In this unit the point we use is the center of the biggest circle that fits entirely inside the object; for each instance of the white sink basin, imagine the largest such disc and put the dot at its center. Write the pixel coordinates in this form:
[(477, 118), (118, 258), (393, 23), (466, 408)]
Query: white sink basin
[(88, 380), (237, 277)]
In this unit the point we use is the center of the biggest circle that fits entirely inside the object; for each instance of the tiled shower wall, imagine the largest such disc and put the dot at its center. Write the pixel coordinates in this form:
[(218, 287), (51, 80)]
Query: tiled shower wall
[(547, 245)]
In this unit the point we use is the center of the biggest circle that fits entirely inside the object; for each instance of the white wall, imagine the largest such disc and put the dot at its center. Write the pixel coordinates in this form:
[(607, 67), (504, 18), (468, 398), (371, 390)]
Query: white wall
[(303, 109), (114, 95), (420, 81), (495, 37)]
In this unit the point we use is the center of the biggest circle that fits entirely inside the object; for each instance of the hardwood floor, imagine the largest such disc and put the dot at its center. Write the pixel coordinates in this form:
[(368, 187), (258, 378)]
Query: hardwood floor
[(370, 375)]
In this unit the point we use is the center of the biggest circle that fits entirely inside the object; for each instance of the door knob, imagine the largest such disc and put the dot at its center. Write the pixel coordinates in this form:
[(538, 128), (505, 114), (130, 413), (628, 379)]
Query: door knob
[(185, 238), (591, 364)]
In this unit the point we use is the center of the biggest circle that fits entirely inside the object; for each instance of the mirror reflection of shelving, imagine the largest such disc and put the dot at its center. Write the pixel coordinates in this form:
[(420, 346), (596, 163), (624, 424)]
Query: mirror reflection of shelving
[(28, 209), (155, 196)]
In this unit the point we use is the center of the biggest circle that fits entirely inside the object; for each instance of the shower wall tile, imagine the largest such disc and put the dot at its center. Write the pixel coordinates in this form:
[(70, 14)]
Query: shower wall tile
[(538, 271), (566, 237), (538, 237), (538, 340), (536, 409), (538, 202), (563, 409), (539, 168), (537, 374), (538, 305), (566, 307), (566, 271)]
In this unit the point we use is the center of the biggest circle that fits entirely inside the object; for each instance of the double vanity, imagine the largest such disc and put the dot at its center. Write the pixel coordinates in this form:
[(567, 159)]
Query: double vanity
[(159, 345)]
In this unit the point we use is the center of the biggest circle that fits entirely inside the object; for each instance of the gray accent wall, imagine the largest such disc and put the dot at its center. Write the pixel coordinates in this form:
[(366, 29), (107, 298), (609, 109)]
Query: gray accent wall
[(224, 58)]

> _WRITTEN INSTRUCTION_
Put every line of the entries above into a JSON list of strings, one string per line, leaving out any blank lines.

> _TASK RESPONSE_
[
  "In this unit the point we use is the center of the biggest circle that fits entirely inside the object; for each instance of the white sink basin, imagine the largest such disc and put the dot at its center. Write the pixel coordinates in this form:",
  "[(477, 118), (118, 258), (393, 23), (466, 408)]",
  "Query: white sink basin",
  "[(88, 380), (237, 277)]",
  "In this unit the point we use is the center of the biggest circle that fits entirely inside the object; for each instance of the tiled shower wall, imagine the largest such disc and put the dot at its center. Write the pixel coordinates in this form:",
  "[(218, 287), (51, 80)]",
  "Query: tiled shower wall",
  "[(547, 245)]",
  "In this unit the point we use is the center of the biggest circle that fits entirely inside the object; for each instance of the white wall, imagine the largest such disc and put the dot at its center. Write the pixel coordinates in this form:",
  "[(607, 67), (504, 18), (468, 398), (371, 390)]",
  "Query: white wall",
  "[(303, 109), (114, 95), (420, 81), (495, 37)]",
  "In this unit the point we use is the center of the biggest circle that fits entirely inside the object; for each instance of the hardwood floor, imagine the largest such disc and put the dot at its center. Write the pixel coordinates in this form:",
  "[(368, 187), (258, 378)]",
  "Query: hardwood floor",
  "[(370, 375)]",
  "In this unit the point we use is the center of the biggest circle that fits entirely inside the object; for each instance of the door knob, imagine the largest such disc and put the dot at its center. Write the pixel coordinates in this form:",
  "[(538, 128), (505, 114), (130, 413), (628, 379)]",
  "Query: door knob",
  "[(185, 238), (591, 364)]",
  "In this unit the point we use is the center of the biggest circle that fits entirely inside the object; for each instance of the mirror reflection of shelving, imagine the largest such disc and put the dot at its center. Write the pixel coordinates in this form:",
  "[(420, 346), (596, 163), (624, 424)]",
  "Query: mirror reflection of shelving",
  "[(28, 209), (155, 196)]",
  "In this unit the point we use is the center of the biggest circle that fits entirely inside the object; for each instance of the shower wall tile, imagine the largest such disc and put the dot at its center. Write the pixel coordinates in this form:",
  "[(70, 14)]",
  "Query: shower wall tile",
  "[(538, 271), (566, 237), (538, 237), (538, 340), (536, 409), (538, 202), (563, 409), (539, 168), (537, 374), (538, 305), (566, 307), (566, 271)]",
  "In this unit the point we use is the center of the biggest circle that fits entirely inside the object; for each instance of the double vanity, imagine the largest such disc and put the dot at its center. Write the pixel coordinates in this form:",
  "[(567, 159)]",
  "Query: double vanity",
  "[(159, 345)]",
  "In this unit the point we use is the center of the biggest circle that fits entirely inside the object; for each instance of the gray accent wall, imagine the largest such disc and put the dot at its center. Write the pixel coordinates in this form:",
  "[(366, 29), (107, 298), (609, 109)]",
  "Query: gray accent wall",
  "[(224, 58)]"
]